*Problem to work on:*
Reproduce every one of the rows below word for word, leaving out the pictures.

*Image location labeling entries:*

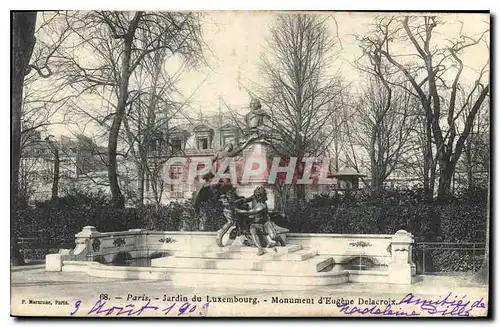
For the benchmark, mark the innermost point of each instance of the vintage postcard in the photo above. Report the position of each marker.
(250, 164)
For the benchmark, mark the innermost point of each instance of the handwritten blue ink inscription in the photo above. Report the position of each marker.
(449, 305)
(102, 308)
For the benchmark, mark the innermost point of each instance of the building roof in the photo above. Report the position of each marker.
(347, 171)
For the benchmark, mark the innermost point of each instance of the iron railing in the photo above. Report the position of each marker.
(35, 249)
(448, 257)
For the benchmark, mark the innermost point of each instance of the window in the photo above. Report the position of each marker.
(229, 138)
(176, 145)
(176, 173)
(203, 143)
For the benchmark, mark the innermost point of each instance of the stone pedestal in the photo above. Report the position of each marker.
(255, 156)
(53, 262)
(400, 268)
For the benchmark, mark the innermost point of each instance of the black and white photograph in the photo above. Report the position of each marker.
(207, 164)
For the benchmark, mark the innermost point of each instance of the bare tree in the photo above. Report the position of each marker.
(23, 41)
(429, 77)
(118, 43)
(299, 91)
(382, 128)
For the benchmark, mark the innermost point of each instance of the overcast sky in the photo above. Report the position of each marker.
(237, 39)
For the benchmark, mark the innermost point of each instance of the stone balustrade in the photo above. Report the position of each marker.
(393, 252)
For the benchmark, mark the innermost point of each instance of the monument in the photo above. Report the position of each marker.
(253, 226)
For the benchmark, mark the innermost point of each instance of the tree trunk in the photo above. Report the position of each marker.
(482, 275)
(117, 197)
(445, 177)
(56, 176)
(140, 188)
(23, 41)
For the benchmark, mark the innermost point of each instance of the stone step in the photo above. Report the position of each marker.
(297, 262)
(312, 265)
(252, 256)
(207, 278)
(251, 249)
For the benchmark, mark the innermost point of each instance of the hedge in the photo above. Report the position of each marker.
(462, 220)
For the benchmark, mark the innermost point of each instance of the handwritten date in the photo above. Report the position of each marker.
(102, 308)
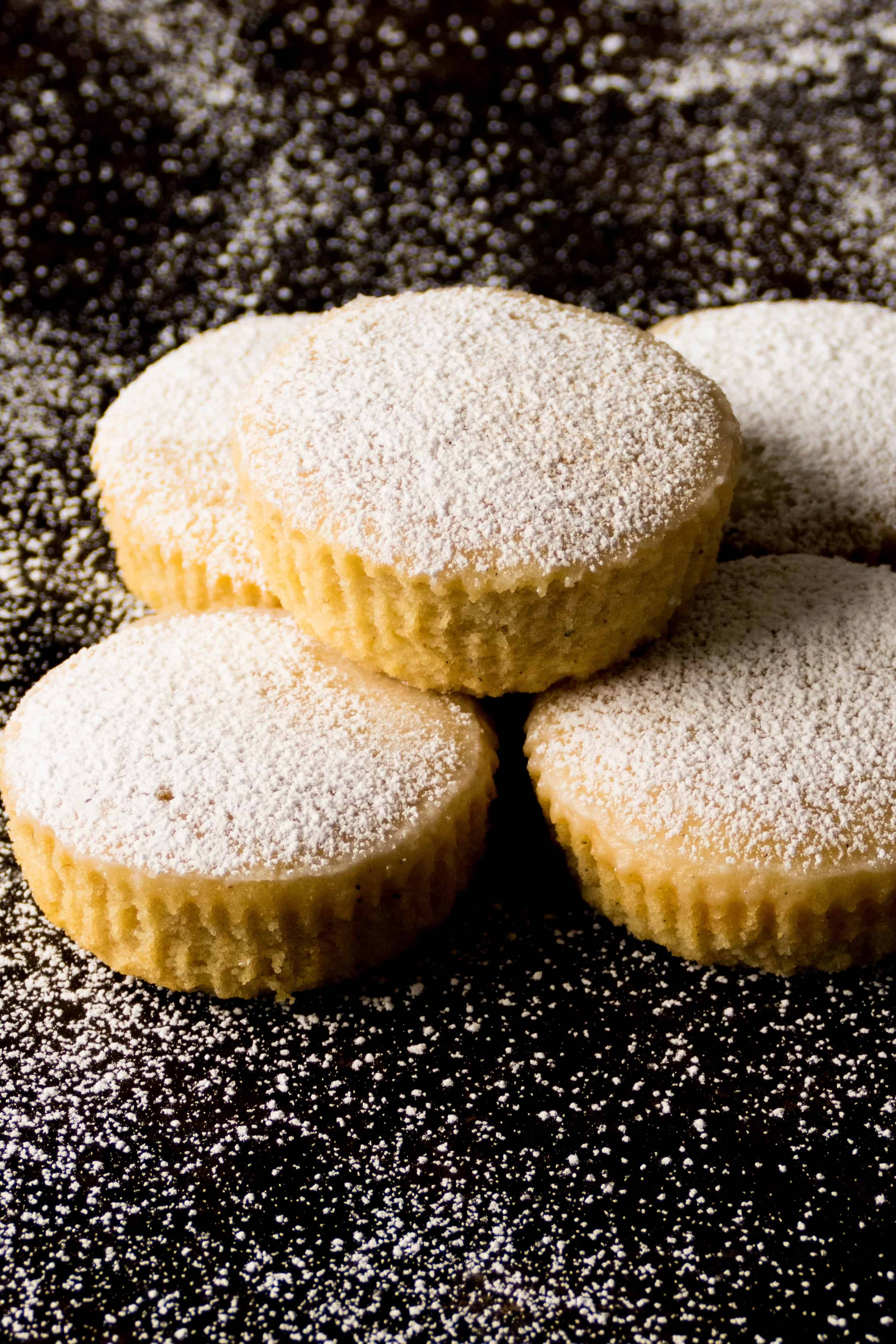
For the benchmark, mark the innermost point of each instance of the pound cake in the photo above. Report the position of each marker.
(169, 488)
(813, 385)
(218, 802)
(481, 490)
(730, 795)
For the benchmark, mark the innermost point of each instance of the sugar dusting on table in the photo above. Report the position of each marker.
(177, 1167)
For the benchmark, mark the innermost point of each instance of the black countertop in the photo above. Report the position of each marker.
(531, 1127)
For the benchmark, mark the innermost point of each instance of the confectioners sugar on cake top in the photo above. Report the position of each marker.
(762, 730)
(473, 430)
(813, 385)
(230, 745)
(163, 452)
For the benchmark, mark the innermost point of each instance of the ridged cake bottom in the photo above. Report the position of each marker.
(271, 935)
(774, 921)
(518, 639)
(170, 582)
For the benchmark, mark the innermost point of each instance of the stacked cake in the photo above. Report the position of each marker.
(352, 525)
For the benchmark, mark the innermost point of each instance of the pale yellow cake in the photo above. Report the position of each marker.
(218, 802)
(813, 385)
(730, 794)
(169, 488)
(484, 491)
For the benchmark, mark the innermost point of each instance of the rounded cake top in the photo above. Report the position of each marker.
(761, 730)
(163, 456)
(232, 745)
(483, 435)
(813, 385)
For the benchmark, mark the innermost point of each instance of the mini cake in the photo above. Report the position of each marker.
(813, 386)
(169, 488)
(484, 491)
(217, 802)
(730, 795)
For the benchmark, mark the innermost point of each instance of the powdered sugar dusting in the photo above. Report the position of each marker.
(814, 389)
(229, 745)
(762, 730)
(163, 448)
(471, 430)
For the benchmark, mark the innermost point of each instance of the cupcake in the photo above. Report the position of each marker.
(483, 491)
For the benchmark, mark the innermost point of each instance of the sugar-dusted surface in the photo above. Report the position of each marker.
(476, 432)
(762, 730)
(813, 386)
(163, 453)
(232, 745)
(170, 167)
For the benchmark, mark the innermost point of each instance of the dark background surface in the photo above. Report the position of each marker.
(532, 1127)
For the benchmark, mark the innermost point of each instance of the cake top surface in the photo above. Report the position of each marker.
(232, 745)
(163, 456)
(813, 385)
(483, 433)
(761, 730)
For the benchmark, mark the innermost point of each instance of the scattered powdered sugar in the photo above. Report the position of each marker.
(532, 1127)
(471, 430)
(163, 452)
(229, 745)
(813, 386)
(761, 730)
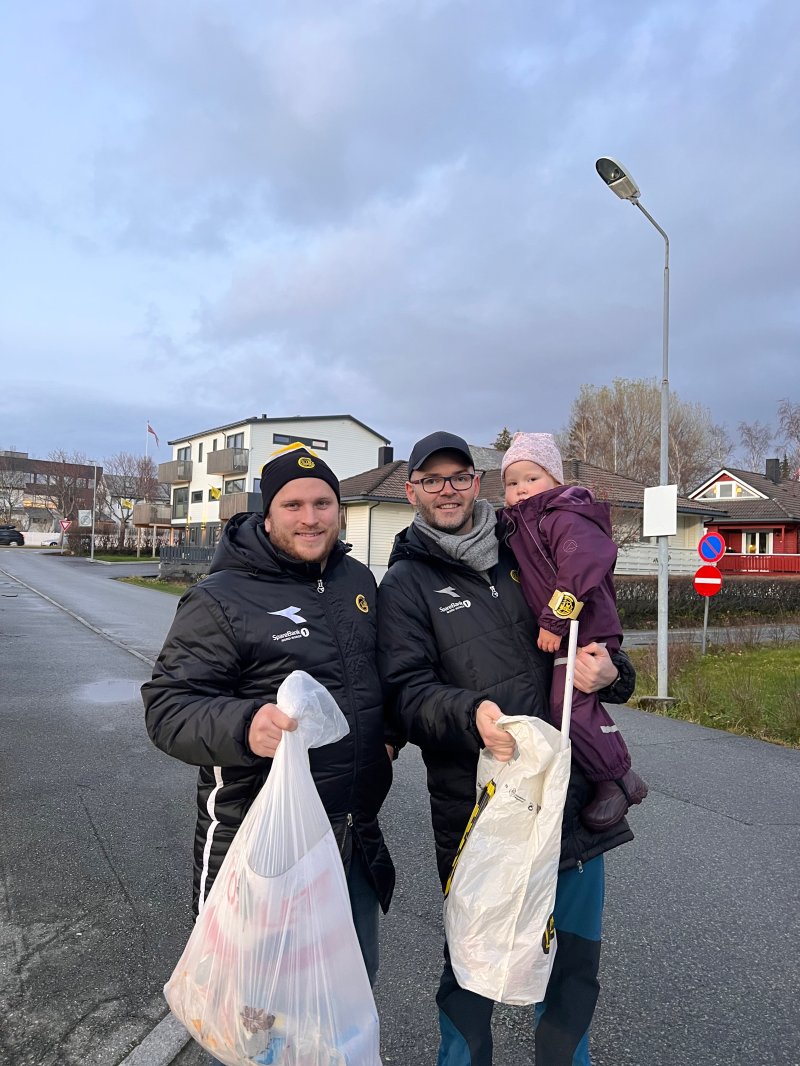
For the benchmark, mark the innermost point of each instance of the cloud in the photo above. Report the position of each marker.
(392, 208)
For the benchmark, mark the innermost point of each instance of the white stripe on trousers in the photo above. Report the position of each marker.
(211, 809)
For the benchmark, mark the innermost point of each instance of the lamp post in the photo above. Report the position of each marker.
(623, 186)
(94, 509)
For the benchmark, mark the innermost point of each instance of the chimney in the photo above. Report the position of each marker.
(773, 470)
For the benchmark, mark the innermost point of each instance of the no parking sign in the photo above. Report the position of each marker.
(712, 547)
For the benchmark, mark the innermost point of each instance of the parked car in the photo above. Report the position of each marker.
(11, 536)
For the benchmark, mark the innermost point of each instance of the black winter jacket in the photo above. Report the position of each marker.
(237, 634)
(447, 640)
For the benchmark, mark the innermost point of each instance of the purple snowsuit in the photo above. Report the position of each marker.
(562, 540)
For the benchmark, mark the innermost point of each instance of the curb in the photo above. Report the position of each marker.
(160, 1047)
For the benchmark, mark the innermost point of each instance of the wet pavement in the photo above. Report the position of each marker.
(701, 938)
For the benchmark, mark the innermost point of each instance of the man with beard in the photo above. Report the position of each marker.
(457, 649)
(282, 595)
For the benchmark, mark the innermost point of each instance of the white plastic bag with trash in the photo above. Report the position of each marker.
(500, 897)
(272, 972)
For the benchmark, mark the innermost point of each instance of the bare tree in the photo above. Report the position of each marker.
(502, 440)
(127, 480)
(755, 441)
(618, 427)
(788, 421)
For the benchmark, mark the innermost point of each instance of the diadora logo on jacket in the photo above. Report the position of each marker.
(292, 613)
(458, 606)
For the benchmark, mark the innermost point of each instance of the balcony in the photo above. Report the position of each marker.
(152, 514)
(227, 461)
(177, 470)
(235, 502)
(731, 563)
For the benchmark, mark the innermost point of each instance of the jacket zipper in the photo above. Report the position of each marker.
(320, 590)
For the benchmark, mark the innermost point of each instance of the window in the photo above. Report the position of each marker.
(179, 502)
(757, 543)
(726, 490)
(283, 438)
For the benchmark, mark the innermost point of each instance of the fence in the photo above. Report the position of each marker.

*Finished answer:*
For the benchmark, mark the innermost point of each instance of the vintage postcard in the photo above. Report the position of each marker.
(250, 164)
For the benchmark, mark the innermost point of each instance of the handwritten blue ink inscription in the photo above. Report the position of each marker.
(449, 305)
(102, 308)
For the benchmark, mark the innermost point of each instance of the building roof in the photo above. Report the position of each marker.
(347, 171)
For the benchmark, mark the innermost point of each instance of the iron railing in the photo above. Report the position of each marker.
(35, 249)
(448, 257)
For the benchmark, mark the innermost point of each instance of the window in the photo above. Report the position of each marker.
(229, 138)
(176, 145)
(176, 173)
(203, 143)
For the benchmark, mark the innermost point of each instance of the stone pedestal in the photo above. Report the position of each marker.
(255, 156)
(53, 262)
(400, 268)
For the benchmark, mark the innermost point of each instance of the black and white photograph in the photo above. Report the position of each marker.
(207, 164)
For the benchmark, mark the innermost point of each instance of the bare tree in the photo above. Report the position of each marker.
(23, 41)
(429, 77)
(118, 43)
(299, 91)
(382, 128)
For the benchmark, mark the innermost point of each instance of the overcast sky in the photo above. Report the position of each marker.
(237, 39)
For the benchmark, mark the innermost point of each instance of the stone balustrade in the photo above. Report the position of each marker.
(393, 252)
For the benchmark, mark the innermost point of each instance of the monument in the photo above. Report the position of each marker.
(253, 226)
For the benchmark, mark the innermost point of each instance of the tree trunk in the photo above. Report the position of each marker.
(482, 275)
(117, 197)
(445, 177)
(56, 176)
(140, 188)
(23, 41)
For the benchmark, mark the innermost point of each instance of the stone step in the photo above. Report the position of each marker.
(297, 262)
(312, 265)
(252, 256)
(207, 278)
(251, 249)
For the benchmark, mark the innermost point of each instance of the hedge in the photo above. Report the position of each marker.
(462, 220)
For the benchmark, mark the innermost point of each instance of the handwritten date in the photo above. Report the position of each marker.
(102, 308)
For the benchmark, mark the innermost point of each instance of the pound cake in the photo above. Report the position of each marker.
(169, 488)
(813, 385)
(218, 802)
(481, 490)
(730, 795)
For the benchmark, mark the innermost point of each instance of the sugar dusting on table in the photo above. Report the position of each marker.
(177, 1167)
For the benchmark, mark the innermost point of each instance of the black countertop in the photo above. Report the position of each marker.
(531, 1127)
For the benchmark, mark the innermost point of each instance of the confectioners sugar on cake top in the photo above. Report the position of each marker.
(762, 730)
(473, 430)
(813, 385)
(230, 745)
(163, 452)
For the benchmark, mark the innermost point of each instance of the ridged cake bottom in the photo above. Report the position of each marker.
(271, 935)
(774, 921)
(518, 639)
(170, 582)
For the benchmark, mark the innermost point of each instance of the stacked cake in the photo above. Report the position of each marker.
(352, 525)
For the benchmark, mark the innermost point of each instance of the pale yellow cake in the photo above. Report the position of each marker.
(218, 802)
(813, 385)
(730, 794)
(169, 488)
(484, 491)
For the benchmark, mark the innermost point of each instance of the rounded cake top in the photo above. Report the position of each marker.
(761, 730)
(163, 456)
(232, 745)
(483, 435)
(813, 385)
For the benchmark, mark the innermost point of each instance of the mini cake in the photo above. Report the position of each marker.
(813, 386)
(169, 488)
(484, 491)
(217, 802)
(730, 795)
For the benchmark, mark the innermost point of each instance of the powdered sugar dusting in the photo above. Report the position of each marker.
(814, 389)
(229, 745)
(762, 730)
(163, 448)
(471, 430)
For the benchmark, mark the innermost point of each instance of the cupcake in the photo above. Report the position of each marker.
(483, 491)
For the benchmark, mark the innermost point of each instance of the sugar-dusted surface in the photo above. Report the position of each marker.
(476, 432)
(762, 730)
(813, 386)
(163, 453)
(232, 745)
(170, 167)
For the benchmark, mark the innermost point of each instance of the dark background surface in the photo above. Report the position of each marker.
(532, 1127)
For the benchmark, mark the innermost point of each instance of the cake top surface in the photo above. Report the position of each marker.
(232, 745)
(163, 456)
(813, 385)
(483, 433)
(761, 730)
For the benchmark, mark the innermost point of each instance of the scattered powdered sugar in the photo above. Report the position of each marker.
(532, 1127)
(471, 430)
(163, 452)
(229, 745)
(813, 386)
(761, 730)
For the benchmark, mark the innermost point of each instance of the cloud in the photo above. Report the position of each marker.
(392, 208)
For the benchmark, mark the innermost point of each instance of the white stripe on trousers in the photo above. Report the position of each marker.
(211, 809)
For the benchmark, mark the innermost point of each instance of the lamp post in the photo above. Report the position of each marker.
(623, 186)
(94, 509)
For the benchmark, mark the innermost point of each instance of the chimney in the photo above. Report the position of each marker.
(773, 470)
For the benchmark, mark the innermost point of each instance of the no parking sign in the photo above. Report the position of each marker.
(712, 547)
For the benchmark, mark the innermost point of each instance of the parked car in the photo above. Report the position of each marker.
(11, 536)
For the benchmark, mark the innermost point of each instance of the black winter jacket in the photo above. Report the position of each marker.
(237, 634)
(447, 640)
For the benchmark, mark the innermost point of each instance of the purple snowsuit in the photo above. Report the position of each marker.
(562, 540)
For the benchmark, mark the innermost point of each instance of the curb in the photo above. Report the position of each marker.
(160, 1047)
For the benchmark, mark the innermost point of each instance of the wet pavement in the photo above. Report the position of each marker.
(701, 938)
For the benchmark, mark the innermost point of each instance of the man with beard in the photo above. Report the position of each marker.
(457, 649)
(282, 595)
For the benchmark, mark the innermost point of each instance of the white plastic bag with trash in the photo above. Report the position of each marker.
(500, 897)
(272, 972)
For the benchmark, mark the innermost point of each instance of the bare tree in the photo above. Report the position of each marker.
(502, 440)
(127, 480)
(755, 441)
(618, 427)
(788, 421)
For the benchmark, mark the innermost point of each instance of the diadora logo on jacket in the photo above. Report the position of each marker.
(292, 613)
(458, 606)
For the benchmark, mark the innermost point of each instance of the balcony in the photo above. Report the position of each marker.
(152, 514)
(227, 461)
(177, 470)
(235, 502)
(731, 563)
For the benchmark, mark the innermost point of each instance of the jacket zipper in the photo above. Report the position of each marker.
(320, 590)
For the benchmark, mark the innermost point of each instance of the window in the photo above. Report the position of each marker.
(179, 502)
(757, 543)
(726, 490)
(283, 438)
For the benchmark, mark the innermost point of each instance of the fence in the photo above. Report the position of each marker.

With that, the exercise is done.